### Written instruction A
Show each line from the rows that contains the word "shadow".

### Page excerpt
A week after pulling off the most improbable win of the season, the Commanders kept the momentum going by banking an expected win against the worst team in the league. Washington fans breathed a sigh of relief that their team successfully avoided the trap game.
Washington’s commanding defeat of the Texans brings their Win-Loss record into positive territory for the first time since the opening day victory over the Jaguars. It is also the first time that Washington has had a winning record past opening day in the three seasons under Head Coach Ron Rivera. The last time Washington had a winning record past Week 1 was Week 12 of the 2018 season. The last time Rivera has had a winning record as Head Coach past Week 1 was Week 10 of the 2019 season. It was short lived, as his Panthers eventually finished the season 5-11, resulting in his firing.
The Commanders’ 23-10 defeat of the Texans was their second victory by more than 10 points in two weeks. The last time Washington put together back-to-back wins by greater than 10 points was the 41-16 stomping of Dallas in Week 12 of the 2020 season, following the 20-9 win over the Bengals in Week 11.
Before anyone gets too carried away by the lopsided win in Houston, this was a game the Commanders were expected to win. At 1-7-1, the Houston Texans had the worst record in the NFL heading into the game. Their offense currently ranks 30th in the league in points scored, 32nd in total yardage, 30th in 1st downs, 26th in passing yardage and 29th in rushing yardage. On defense they are nearly close to middle of the pack in points allowed (18th) and better than average in passing yards allowed (14th), but rank 31st in yardage allowed, 29th in 1st downs, and 32nd in rushing yards allowed.
Houston QB Davis Mills is also not the best measure to judge the Commanders’ pass defense by. He has averaged 214 passing yards per game this season (only 8.2 yds better than Taylor Heinicke), with 11 TDs to 11 INTs, and has taken 28 sacks (7th most in the NFL). His 11 INTs lead the league, although Josh Allen is just behind him with 10. He ranks 3rd in interception percentage (3.4%), with Allen 8th at 2.7% (Heinicke 2.7%, tied with Allen; Wentz 2.6%, rank 11th). According to Pro Football Reference, he has the 7th highest percentage of bad throws at 18.8%, although he still trails NFL leader Carson Wentz (21.2%) by a long margin in this category. His 29.3 QBR ranks 30th of active QBs.
Thanks to interceptions by Kendall Fuller and Darrick Forrest, and no giveaways on offense, the Commanders’ +2 turnover differential matched their season high mark set against the Bears. They are 3-1 in games with a positive turnover differential this season, and 1-4 in games with a negative one. The defense has caused 12 turnovers in the last 6 games. They had one turnover in the first five games to start the season.

Source data:

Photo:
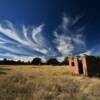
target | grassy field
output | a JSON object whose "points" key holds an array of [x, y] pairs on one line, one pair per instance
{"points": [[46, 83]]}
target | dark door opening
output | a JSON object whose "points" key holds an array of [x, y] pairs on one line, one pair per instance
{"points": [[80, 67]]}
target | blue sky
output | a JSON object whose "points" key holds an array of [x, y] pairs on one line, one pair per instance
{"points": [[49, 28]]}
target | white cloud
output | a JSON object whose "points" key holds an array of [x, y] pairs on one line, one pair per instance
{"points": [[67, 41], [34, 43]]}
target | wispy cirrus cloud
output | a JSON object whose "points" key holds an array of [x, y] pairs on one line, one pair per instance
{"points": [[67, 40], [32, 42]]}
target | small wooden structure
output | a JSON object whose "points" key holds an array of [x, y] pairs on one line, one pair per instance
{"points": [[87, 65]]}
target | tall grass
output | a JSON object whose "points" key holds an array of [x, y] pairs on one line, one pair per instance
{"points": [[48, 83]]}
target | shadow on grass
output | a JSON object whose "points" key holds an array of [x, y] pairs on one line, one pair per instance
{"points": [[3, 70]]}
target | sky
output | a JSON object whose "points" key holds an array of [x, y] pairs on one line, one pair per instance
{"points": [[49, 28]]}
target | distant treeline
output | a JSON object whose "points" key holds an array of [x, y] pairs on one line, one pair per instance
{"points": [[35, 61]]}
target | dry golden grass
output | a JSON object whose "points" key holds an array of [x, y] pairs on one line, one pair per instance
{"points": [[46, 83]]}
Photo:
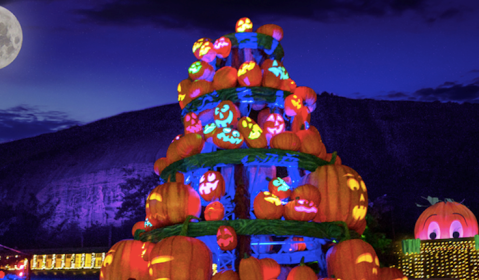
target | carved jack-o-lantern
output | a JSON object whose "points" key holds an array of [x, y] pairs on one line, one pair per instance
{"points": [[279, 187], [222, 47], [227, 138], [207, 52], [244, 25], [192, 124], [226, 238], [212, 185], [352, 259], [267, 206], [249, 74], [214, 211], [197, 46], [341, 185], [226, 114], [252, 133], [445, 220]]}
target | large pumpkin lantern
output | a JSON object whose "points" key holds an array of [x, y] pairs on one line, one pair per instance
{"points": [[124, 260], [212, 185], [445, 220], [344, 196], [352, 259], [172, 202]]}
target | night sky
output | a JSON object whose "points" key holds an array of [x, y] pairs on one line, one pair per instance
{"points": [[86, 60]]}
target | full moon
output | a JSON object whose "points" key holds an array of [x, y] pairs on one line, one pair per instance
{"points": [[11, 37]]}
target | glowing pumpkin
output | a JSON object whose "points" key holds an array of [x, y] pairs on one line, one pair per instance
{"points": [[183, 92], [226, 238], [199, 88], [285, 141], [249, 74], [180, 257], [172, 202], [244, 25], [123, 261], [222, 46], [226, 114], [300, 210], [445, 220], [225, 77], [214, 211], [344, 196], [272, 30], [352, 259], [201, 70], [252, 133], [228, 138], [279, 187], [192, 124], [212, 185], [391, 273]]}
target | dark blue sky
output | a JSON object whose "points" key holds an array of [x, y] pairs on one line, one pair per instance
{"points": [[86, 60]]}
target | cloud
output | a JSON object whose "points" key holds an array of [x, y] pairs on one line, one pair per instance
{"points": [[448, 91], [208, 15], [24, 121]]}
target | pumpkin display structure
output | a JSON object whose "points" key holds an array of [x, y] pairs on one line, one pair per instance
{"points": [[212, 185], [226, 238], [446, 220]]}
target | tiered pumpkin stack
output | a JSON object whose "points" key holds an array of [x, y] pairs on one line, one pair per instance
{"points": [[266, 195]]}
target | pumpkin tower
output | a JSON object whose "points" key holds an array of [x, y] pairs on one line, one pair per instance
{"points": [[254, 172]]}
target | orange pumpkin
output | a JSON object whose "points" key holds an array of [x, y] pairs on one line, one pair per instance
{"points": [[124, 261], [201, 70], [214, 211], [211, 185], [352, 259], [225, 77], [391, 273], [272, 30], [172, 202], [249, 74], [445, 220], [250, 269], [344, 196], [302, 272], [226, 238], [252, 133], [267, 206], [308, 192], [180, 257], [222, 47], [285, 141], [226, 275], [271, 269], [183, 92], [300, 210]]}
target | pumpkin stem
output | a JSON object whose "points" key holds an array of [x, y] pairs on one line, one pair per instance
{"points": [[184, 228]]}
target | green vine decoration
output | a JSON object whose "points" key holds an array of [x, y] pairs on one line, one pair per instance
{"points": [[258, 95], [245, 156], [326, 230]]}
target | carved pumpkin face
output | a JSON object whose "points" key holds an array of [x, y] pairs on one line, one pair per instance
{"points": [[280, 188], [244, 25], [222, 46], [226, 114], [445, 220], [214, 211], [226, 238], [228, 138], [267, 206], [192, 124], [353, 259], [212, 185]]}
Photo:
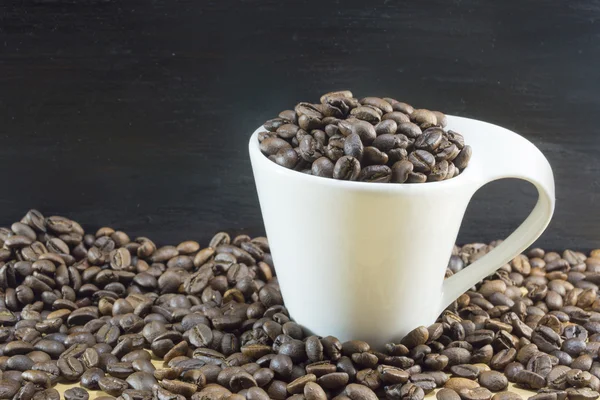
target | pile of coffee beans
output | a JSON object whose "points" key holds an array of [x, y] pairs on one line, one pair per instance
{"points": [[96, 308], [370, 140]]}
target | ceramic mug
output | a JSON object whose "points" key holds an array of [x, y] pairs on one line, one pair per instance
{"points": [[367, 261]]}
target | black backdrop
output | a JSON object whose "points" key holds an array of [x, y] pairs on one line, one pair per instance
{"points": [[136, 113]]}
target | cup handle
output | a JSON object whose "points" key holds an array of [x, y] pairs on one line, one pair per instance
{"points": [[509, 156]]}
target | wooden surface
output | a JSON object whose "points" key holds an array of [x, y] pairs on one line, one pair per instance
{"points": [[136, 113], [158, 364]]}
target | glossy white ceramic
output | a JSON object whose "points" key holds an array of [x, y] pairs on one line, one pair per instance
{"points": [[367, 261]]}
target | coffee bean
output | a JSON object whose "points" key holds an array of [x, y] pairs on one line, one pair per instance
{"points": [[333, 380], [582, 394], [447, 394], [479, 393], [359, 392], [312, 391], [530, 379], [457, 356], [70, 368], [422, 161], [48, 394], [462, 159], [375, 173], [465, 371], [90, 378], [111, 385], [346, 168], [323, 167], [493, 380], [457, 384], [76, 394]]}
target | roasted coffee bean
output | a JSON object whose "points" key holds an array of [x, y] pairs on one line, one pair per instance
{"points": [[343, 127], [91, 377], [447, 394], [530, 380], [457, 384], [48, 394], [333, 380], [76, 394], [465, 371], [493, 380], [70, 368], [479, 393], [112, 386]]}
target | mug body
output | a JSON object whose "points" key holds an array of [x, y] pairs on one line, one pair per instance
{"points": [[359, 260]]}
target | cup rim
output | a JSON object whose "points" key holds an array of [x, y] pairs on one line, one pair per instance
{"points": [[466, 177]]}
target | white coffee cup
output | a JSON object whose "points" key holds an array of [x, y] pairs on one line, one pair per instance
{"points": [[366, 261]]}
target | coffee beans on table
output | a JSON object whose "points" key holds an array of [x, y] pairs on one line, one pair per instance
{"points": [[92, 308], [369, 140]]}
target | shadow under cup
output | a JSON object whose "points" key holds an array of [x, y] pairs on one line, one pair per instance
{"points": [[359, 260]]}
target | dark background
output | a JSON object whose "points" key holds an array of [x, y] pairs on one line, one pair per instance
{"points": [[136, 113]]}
==
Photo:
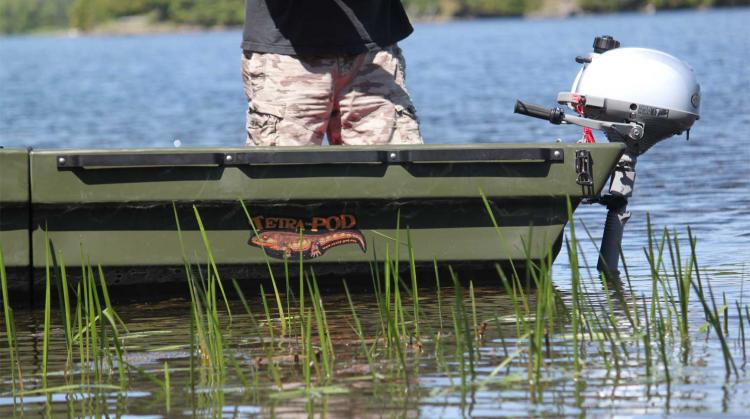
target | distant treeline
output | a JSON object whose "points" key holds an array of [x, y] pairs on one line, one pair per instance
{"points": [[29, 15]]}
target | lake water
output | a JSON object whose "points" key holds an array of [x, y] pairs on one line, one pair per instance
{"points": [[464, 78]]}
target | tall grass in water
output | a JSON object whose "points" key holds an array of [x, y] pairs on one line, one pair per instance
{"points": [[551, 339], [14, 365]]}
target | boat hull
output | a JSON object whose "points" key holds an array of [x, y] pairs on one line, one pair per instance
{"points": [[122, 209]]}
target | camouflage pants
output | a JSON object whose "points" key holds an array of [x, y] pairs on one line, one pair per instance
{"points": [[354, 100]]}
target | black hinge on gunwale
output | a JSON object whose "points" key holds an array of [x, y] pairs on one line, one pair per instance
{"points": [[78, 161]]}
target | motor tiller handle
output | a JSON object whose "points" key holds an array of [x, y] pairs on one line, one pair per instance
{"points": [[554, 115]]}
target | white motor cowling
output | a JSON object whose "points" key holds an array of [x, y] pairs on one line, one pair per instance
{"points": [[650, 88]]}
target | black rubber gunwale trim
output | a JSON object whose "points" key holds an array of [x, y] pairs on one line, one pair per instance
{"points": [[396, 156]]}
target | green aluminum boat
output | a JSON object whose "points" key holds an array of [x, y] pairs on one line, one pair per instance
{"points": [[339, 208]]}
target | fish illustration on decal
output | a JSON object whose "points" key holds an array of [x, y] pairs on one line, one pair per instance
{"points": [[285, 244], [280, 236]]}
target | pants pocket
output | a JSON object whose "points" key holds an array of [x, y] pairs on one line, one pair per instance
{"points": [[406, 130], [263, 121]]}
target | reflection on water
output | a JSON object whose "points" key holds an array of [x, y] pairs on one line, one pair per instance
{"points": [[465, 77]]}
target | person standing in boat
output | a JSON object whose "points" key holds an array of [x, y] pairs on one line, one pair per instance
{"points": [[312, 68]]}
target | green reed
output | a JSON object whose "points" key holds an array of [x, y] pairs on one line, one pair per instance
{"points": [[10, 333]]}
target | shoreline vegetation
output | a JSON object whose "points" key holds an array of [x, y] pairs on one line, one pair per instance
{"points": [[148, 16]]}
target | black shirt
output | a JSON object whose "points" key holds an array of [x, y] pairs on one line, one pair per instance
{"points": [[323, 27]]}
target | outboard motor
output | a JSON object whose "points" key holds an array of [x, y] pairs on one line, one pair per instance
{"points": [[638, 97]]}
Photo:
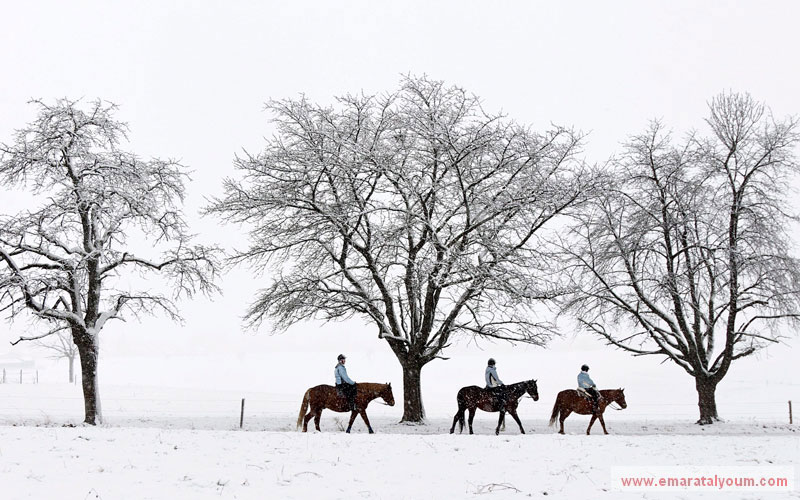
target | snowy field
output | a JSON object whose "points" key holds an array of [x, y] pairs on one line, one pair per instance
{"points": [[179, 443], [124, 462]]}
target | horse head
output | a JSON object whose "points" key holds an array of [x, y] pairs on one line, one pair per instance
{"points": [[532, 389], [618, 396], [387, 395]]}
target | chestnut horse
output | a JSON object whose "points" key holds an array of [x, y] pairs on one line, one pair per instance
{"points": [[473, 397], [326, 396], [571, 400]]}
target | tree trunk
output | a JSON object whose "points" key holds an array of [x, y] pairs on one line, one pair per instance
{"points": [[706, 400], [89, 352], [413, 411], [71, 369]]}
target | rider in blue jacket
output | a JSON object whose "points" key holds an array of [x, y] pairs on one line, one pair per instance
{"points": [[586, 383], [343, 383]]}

### Written instruction B
In the Commanders game article, which two players made interceptions for Washington against the Texans?

### Written answer A
target | shadow on grass
target | shadow under cup

### Written answer B
Kendall Fuller and Darrick Forrest.